Ese desprecio es el que hay detrás de la política que denuncia Muñoz Molina. Se trata de un desprecio profético. Dejad que los brutos se embrutezcan, parecen decir. Es una imagen de país hecho a su medida, para que ellos se vean como los únicos dignos de gobernarlo. Pero España no es ese país. El que ellos tienen en la cabeza es aquel al que les gustaría hacernos regresar, uno previo a la democratización de la enseñanza de los años 70 y los 80. Esa lucha es la fundamental. Si la perdemos, tendremos un país en el que la escuela sea sólo el cuartel de reserva de un ejército de parados, en el que los profesores sean degradados a agentes de orden público, en el que los universitarios sean vistos como un derroche y un lujo, y en el que las posiciones superiores de educación se alcancen mediante inversiones que sólo puedan pagar unos pocos. La democratización de la educación que se inició en este país en los años 70 sería el pago debido por una dictadura ilegítima para hacerse consentir. Su democracia ya no necesita esa compensación.

Así las cosas, sorprende que el coordinador económico de Ciudadanos, Luis Garicano, nos ofrezca un relato tan estrecho de los cambios que necesita la educación en España. Tras algunos lugares comunes, Garicano pasa de puntillas por el asunto del fracaso escolar y de sus condicionamientos sociales, y deja caer esta frase: «Finalmente, faltan mecanismos que adapten lo que se aprende a las necesidades que el mercado de trabajo pide. El resultado es paro y subempleo». ¿Ignora Garicano que frases como esta han sido las coartadas oficiales para las continuas reformas educativas? Quizá este tipo de falacias impida que se logre lo que el propio Garicano pide, un consenso en la política educativa.

OBJETIVO DEL EJERCICIO = Según el texto sobre la educación en España, ¿qué cargo ocupa Luis Garicano en Ciudadanos?

[Elementos de una fuente de datos]
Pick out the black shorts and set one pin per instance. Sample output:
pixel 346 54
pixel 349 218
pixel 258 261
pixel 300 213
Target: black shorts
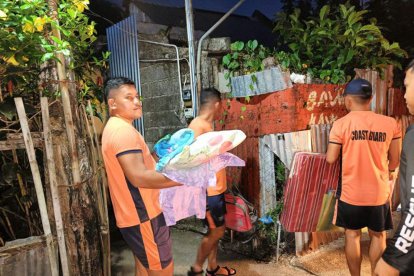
pixel 376 218
pixel 216 209
pixel 150 242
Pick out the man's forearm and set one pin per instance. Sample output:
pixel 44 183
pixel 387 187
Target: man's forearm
pixel 152 180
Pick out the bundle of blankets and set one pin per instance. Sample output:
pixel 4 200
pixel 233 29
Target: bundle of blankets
pixel 193 163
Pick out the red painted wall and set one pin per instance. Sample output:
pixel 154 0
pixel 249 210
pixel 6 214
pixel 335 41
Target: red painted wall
pixel 283 111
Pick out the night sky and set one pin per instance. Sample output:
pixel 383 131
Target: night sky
pixel 267 7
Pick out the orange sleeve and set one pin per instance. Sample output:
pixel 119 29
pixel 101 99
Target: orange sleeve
pixel 397 130
pixel 336 136
pixel 126 140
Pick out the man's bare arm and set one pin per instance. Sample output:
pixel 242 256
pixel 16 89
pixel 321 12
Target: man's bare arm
pixel 134 169
pixel 394 154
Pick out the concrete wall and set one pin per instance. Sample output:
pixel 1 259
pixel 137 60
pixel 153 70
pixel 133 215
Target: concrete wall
pixel 162 108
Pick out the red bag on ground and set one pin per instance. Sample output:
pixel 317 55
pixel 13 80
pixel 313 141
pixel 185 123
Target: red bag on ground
pixel 238 213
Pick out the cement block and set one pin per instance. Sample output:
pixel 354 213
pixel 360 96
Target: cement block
pixel 217 45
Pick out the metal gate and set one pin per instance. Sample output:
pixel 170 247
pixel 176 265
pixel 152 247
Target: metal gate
pixel 124 59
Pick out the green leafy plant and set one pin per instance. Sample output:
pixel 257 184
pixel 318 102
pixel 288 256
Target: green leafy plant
pixel 268 231
pixel 330 45
pixel 28 43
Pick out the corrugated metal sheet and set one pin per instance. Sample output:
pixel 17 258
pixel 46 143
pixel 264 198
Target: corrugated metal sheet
pixel 285 145
pixel 25 257
pixel 318 142
pixel 267 81
pixel 248 176
pixel 310 178
pixel 380 87
pixel 124 59
pixel 396 103
pixel 268 183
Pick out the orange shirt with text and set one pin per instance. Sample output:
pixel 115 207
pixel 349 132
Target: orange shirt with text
pixel 365 138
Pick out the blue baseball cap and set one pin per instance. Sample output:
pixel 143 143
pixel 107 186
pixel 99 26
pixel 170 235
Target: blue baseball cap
pixel 359 87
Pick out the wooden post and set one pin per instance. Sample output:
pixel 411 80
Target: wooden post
pixel 38 185
pixel 53 186
pixel 100 192
pixel 64 89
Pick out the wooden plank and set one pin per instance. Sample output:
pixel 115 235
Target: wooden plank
pixel 102 197
pixel 38 185
pixel 53 186
pixel 64 89
pixel 19 144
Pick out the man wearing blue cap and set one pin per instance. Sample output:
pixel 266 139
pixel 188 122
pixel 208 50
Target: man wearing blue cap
pixel 369 146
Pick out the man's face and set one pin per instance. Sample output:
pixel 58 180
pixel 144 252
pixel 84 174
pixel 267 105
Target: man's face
pixel 409 90
pixel 125 103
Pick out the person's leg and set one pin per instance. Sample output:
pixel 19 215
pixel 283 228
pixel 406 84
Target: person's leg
pixel 167 271
pixel 212 257
pixel 353 251
pixel 140 270
pixel 377 247
pixel 208 244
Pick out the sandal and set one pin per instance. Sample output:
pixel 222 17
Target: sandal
pixel 214 272
pixel 191 272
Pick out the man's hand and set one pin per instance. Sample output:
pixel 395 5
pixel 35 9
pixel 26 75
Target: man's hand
pixel 384 269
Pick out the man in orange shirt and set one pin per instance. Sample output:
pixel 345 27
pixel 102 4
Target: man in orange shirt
pixel 370 146
pixel 216 206
pixel 134 184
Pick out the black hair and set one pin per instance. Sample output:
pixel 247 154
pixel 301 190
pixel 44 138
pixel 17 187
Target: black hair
pixel 115 83
pixel 410 65
pixel 366 92
pixel 209 95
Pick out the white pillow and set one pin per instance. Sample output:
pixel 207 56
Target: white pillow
pixel 205 147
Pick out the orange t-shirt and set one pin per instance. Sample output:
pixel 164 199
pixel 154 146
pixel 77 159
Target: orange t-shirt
pixel 365 138
pixel 132 206
pixel 200 126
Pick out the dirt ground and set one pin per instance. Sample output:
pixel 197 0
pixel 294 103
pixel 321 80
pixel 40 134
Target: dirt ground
pixel 329 260
pixel 185 244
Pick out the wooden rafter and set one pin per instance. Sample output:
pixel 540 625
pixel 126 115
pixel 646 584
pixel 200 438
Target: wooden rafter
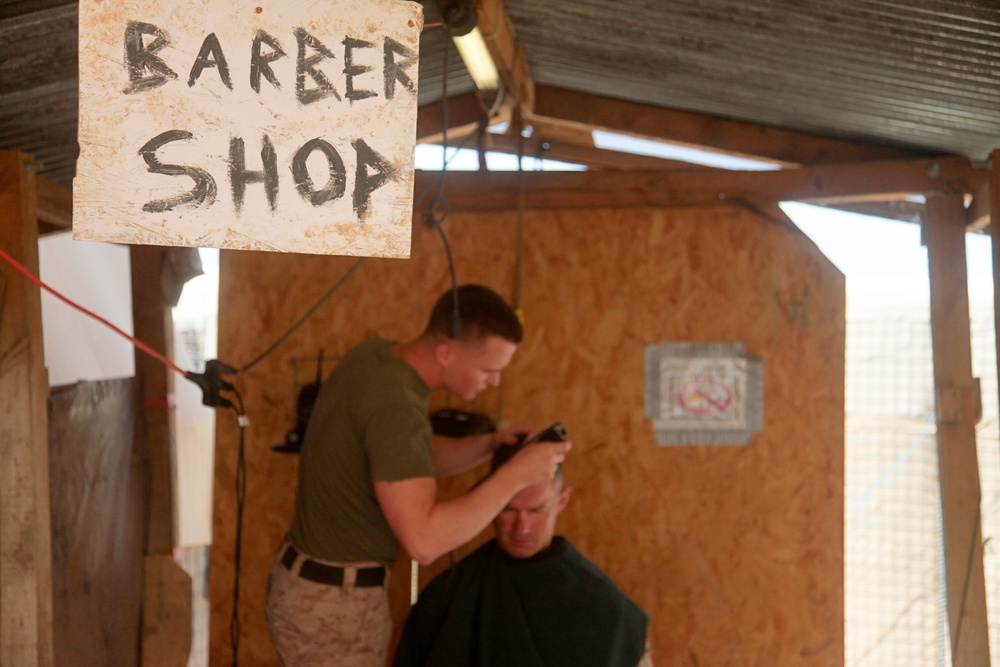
pixel 498 31
pixel 584 110
pixel 603 189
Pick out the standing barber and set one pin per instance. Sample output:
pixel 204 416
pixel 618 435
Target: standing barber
pixel 367 480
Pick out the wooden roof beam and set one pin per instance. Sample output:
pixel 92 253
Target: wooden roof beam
pixel 498 31
pixel 784 147
pixel 607 189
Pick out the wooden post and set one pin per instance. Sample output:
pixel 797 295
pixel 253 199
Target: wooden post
pixel 25 550
pixel 994 231
pixel 166 604
pixel 958 410
pixel 153 325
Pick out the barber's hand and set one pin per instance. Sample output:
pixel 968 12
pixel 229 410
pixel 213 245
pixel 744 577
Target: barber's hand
pixel 537 463
pixel 509 436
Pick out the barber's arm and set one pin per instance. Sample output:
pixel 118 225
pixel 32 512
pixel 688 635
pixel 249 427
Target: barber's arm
pixel 452 456
pixel 428 528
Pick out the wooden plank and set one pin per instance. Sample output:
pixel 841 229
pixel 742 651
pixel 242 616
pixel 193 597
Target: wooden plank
pixel 957 413
pixel 830 183
pixel 699 130
pixel 25 548
pixel 152 324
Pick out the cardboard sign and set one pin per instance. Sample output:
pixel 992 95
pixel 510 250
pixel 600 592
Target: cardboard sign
pixel 283 125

RESULTADO DE LA TAREA = Es el coordinador económico de Ciudadanos.